> Records drawn from a dataset
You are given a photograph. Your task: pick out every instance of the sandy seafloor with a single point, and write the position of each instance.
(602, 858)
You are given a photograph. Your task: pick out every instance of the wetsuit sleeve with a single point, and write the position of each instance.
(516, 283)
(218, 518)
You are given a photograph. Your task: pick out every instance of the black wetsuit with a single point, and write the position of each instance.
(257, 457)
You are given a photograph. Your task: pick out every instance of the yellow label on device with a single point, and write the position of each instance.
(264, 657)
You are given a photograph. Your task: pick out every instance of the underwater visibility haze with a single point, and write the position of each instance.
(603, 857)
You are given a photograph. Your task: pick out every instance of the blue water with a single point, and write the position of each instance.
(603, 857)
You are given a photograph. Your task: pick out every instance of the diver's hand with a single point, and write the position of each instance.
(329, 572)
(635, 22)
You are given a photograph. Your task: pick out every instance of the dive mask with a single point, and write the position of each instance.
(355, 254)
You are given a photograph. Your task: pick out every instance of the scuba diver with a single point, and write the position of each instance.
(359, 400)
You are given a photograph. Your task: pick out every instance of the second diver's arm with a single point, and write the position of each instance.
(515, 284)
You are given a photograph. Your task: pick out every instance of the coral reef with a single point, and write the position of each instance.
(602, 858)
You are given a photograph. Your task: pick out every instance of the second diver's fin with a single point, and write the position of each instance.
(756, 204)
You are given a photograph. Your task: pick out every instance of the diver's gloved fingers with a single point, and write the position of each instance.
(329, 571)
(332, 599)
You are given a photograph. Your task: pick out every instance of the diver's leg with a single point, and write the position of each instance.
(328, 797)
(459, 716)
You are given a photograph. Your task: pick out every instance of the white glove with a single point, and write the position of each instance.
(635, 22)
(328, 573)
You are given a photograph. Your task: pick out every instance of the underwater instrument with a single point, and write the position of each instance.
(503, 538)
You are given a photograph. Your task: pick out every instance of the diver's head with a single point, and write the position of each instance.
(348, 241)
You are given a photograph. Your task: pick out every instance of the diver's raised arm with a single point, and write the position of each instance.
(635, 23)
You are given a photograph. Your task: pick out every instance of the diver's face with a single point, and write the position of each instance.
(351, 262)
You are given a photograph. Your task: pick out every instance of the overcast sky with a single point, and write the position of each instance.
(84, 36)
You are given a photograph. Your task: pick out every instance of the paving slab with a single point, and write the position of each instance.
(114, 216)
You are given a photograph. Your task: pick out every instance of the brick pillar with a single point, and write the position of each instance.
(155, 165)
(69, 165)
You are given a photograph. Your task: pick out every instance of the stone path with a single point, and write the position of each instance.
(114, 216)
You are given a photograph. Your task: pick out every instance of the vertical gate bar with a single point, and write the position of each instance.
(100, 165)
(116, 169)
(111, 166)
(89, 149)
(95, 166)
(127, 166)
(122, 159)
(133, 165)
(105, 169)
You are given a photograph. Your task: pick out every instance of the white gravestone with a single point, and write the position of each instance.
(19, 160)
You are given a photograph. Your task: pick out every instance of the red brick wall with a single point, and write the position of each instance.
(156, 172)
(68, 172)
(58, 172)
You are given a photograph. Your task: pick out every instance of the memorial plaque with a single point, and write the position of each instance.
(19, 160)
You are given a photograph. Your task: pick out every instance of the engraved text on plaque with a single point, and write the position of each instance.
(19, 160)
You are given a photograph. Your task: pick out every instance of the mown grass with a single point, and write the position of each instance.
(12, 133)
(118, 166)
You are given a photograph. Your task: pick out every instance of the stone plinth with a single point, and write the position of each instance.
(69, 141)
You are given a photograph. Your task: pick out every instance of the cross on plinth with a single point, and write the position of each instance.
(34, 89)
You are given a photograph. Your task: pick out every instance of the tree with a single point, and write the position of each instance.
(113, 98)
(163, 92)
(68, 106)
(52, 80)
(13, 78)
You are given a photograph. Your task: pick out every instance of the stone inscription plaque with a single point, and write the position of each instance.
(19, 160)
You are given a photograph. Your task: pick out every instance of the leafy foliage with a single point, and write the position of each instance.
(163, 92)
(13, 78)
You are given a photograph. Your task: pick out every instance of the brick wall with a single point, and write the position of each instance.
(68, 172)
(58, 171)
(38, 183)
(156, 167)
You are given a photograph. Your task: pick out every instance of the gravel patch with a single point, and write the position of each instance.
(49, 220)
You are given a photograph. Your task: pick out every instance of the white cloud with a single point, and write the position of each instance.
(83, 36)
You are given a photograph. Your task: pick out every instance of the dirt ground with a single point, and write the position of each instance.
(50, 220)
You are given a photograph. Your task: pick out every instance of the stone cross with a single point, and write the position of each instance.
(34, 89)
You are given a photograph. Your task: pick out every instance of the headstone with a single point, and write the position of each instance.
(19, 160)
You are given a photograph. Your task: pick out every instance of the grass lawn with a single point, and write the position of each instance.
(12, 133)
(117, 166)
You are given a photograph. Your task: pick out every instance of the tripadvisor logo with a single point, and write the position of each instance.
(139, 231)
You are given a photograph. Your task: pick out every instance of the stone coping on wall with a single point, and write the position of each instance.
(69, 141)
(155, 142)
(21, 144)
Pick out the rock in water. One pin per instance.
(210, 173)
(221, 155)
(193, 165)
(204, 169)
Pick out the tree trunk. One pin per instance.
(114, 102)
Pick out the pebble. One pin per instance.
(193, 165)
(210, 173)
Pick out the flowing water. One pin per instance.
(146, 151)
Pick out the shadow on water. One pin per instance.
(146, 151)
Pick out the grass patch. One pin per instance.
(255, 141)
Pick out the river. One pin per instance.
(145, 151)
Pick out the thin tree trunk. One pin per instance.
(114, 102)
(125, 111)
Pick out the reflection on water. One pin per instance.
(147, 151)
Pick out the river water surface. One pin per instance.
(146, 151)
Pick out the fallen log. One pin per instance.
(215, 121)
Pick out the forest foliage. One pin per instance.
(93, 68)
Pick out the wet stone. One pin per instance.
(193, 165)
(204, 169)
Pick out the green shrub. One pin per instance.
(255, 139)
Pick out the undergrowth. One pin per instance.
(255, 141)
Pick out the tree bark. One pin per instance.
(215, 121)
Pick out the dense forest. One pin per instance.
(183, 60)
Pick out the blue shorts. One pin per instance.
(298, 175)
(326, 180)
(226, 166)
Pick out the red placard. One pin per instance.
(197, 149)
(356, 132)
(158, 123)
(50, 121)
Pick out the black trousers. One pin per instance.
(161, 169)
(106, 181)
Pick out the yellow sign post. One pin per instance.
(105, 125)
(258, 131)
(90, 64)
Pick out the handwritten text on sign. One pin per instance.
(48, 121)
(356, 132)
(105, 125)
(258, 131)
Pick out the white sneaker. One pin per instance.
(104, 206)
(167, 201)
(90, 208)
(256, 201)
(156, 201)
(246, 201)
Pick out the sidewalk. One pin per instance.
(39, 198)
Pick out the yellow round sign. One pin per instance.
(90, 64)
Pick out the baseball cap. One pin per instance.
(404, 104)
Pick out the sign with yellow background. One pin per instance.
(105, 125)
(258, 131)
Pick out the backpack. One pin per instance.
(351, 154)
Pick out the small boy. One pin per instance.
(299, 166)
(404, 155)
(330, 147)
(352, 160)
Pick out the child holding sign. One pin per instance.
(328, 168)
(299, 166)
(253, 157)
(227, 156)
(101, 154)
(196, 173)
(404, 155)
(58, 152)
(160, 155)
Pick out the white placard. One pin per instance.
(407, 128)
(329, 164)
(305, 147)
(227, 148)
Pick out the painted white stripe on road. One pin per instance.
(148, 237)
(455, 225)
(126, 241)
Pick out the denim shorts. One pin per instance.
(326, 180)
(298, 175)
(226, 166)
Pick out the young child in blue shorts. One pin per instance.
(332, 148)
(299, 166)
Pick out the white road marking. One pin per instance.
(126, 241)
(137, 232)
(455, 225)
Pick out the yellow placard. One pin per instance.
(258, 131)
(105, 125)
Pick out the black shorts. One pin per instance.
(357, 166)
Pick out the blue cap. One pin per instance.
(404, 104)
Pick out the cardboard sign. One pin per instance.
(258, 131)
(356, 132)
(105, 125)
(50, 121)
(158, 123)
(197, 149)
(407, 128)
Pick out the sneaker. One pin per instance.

> TASK TO COMPLETE
The response must contain exactly the lines from the one with "Pick out the small boy. One pin per instance." to the end of the entries above, both included, and nothing more.

> RESPONSE AREA
Pick out the small boy. One pin per instance.
(299, 166)
(404, 155)
(330, 147)
(352, 160)
Pick out the child holding sign. One pin per instance.
(328, 168)
(299, 166)
(253, 157)
(227, 156)
(101, 154)
(196, 173)
(404, 155)
(58, 152)
(160, 155)
Pick out the white placard. One pin per instance.
(407, 128)
(329, 164)
(305, 147)
(227, 148)
Pick out the painted white stripe on road. One pin per instance.
(148, 237)
(455, 225)
(126, 241)
Pick out the denim shorts. One pin per instance.
(326, 180)
(298, 175)
(226, 166)
Pick out the young child in blue shorts. One pin per instance.
(332, 148)
(299, 166)
Pick out the white road marking. One pin per instance.
(126, 241)
(137, 232)
(455, 225)
Pick out the yellow placard. One pin per instance.
(258, 131)
(105, 125)
Pick out the black shorts. One pin per instance.
(357, 166)
Pick out the blue cap. One pin per instance.
(404, 104)
Pick out the cardboard sign. One pin per instance.
(258, 131)
(356, 132)
(105, 125)
(50, 121)
(158, 123)
(197, 149)
(407, 128)
Pick out the sneaker. One pin per instance.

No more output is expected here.